* _What the task asks_:
Can you reproduce every one of the records below word for word?

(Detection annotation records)
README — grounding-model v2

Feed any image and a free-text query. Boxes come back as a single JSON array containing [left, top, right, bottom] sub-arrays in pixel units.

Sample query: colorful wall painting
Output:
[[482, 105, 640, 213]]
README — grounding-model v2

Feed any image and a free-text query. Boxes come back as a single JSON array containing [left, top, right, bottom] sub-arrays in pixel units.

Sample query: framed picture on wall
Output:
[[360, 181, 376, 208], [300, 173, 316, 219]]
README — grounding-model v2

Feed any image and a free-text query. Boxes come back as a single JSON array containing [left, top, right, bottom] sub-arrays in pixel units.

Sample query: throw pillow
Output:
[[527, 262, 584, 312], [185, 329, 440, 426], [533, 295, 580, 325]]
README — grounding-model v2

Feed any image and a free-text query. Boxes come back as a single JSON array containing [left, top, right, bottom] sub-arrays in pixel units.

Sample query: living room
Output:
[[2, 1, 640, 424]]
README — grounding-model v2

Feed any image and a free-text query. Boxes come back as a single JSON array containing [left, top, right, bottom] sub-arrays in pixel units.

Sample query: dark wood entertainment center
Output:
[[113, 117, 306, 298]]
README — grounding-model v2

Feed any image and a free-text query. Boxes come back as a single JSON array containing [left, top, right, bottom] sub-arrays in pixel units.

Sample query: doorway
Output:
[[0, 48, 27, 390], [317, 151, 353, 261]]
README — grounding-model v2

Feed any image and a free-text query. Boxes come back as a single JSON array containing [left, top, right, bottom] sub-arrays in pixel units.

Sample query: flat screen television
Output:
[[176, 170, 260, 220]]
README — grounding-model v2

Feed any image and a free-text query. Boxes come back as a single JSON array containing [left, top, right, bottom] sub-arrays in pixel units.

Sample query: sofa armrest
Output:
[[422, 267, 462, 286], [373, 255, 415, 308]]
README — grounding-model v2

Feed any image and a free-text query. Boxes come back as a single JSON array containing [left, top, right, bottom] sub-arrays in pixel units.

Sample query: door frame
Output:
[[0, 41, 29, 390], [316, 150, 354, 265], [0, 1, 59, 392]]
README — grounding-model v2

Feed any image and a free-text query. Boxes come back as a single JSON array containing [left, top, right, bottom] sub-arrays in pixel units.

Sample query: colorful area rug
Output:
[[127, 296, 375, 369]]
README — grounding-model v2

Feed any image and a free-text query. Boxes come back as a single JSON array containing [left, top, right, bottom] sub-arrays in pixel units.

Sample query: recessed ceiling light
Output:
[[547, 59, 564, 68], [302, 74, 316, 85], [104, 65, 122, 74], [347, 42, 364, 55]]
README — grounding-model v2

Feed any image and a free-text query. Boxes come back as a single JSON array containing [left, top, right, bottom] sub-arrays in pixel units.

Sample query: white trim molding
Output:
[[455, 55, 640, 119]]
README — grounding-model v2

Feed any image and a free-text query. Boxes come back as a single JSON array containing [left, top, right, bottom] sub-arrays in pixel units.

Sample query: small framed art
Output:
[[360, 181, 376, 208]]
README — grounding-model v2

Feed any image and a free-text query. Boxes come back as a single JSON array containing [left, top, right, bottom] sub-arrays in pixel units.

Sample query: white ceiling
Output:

* _Result_:
README — grounding-model v2

Feed any image and a free-text query. Boxes come back as a single JSON array containing [left, top, right, bottom] sub-arrays in pixel units.

Sample query: colorful wall painting
Output:
[[482, 105, 640, 213]]
README — grounding-model v2

Feed any image and a free-text query. Boxes come back as a single JSON array containing [left, top, right, bottom] sub-arrays in pixel units.

Sample query: framed picture on wall
Output:
[[360, 181, 376, 208], [300, 173, 316, 219]]
README — grounding-model v2

Feed any image and a free-text query. Boxes come back as a single JSON array containing [left, top, right, bottom] sub-arrays in pixel units.

Sample query: throw pillow
Output:
[[527, 262, 584, 312], [185, 329, 440, 426], [533, 295, 580, 325]]
README — grounding-model v2

Feed any image and a free-text query. Boxes come back as a single JSON array containing [left, top, right, bottom] sub-arrays in pixel units.

Sample query: living room
Output:
[[2, 1, 640, 424]]
README — grounding-model v2

Feed any image and a free-text query. Boxes come back as a single JSON array containing [left, top, right, bottom] sub-arrays in pixel units.

Sample query: dark wood entertainment center
Output:
[[113, 117, 306, 298]]
README — grounding-model v2

Feed any image and a free-text query. Boxes come back as a single JSON array containing [left, top, right, bottom] sub-arrays in pixel units.

Sample query: doorway
Output:
[[0, 48, 27, 390], [317, 151, 353, 261]]
README — grounding-model v2

Feed any image and a free-text query. Boxes come back as a single JSON array containing [left, top, right, bottom] sub-arrays in pixel units.

Sample query: flat screen television
Output:
[[176, 170, 260, 220]]
README — grounding-model v2

Feed any image and a free-text query. Boxes come back as a single JSON array containing [left, top, right, bottom] sub-arrays in pixel units.

Sample query: sofa armrest
Output:
[[422, 267, 462, 286], [373, 255, 415, 308]]
README — grounding-model v2

Feed any image and a free-text query. Boxes come back as a single JSON array containing [left, top, right, bottom] sub-arrays in pixel units.

Sample query: door frame
Output:
[[0, 41, 29, 390], [316, 150, 354, 265], [0, 1, 59, 392]]
README — grounding-model v2

Feed any image and a free-text query. Boxes come back as a single JSON array containing [left, top, right, bottom] sub-arrays in pixel units.

Sample query: colorful area rug
Output:
[[127, 296, 375, 369]]
README — grounding-model v2

Feed any image and a free-text query. Boxes come back as a single JSON array containing [left, top, right, bottom] sub-arrays in pixel units.

Sample query: recessed ceiling light
Output:
[[547, 59, 564, 68], [302, 74, 316, 85], [104, 65, 122, 74], [347, 42, 364, 55]]
README — grounding-model v2

Feed any image and a free-text query. Boxes come back as a single JSON array containing [left, top, right, bottom] sub-arrays in pixel units.

Sample query: white trim molding
Output:
[[455, 55, 640, 119]]
README — grounding-model v2

Feed any image and a free-text query. Boxes come back as a single JSON array containing [left, top, right, bottom] sub-arrays in pixel units.

Sample query: small framed art
Output:
[[360, 181, 376, 208]]
README — grounding-model v2

Feed any image and a free-text query. Boxes come back as a single JSON array containing [left, top, right, bottom] sub-arrays in pixel units.

Sample query: white ceiling
Output:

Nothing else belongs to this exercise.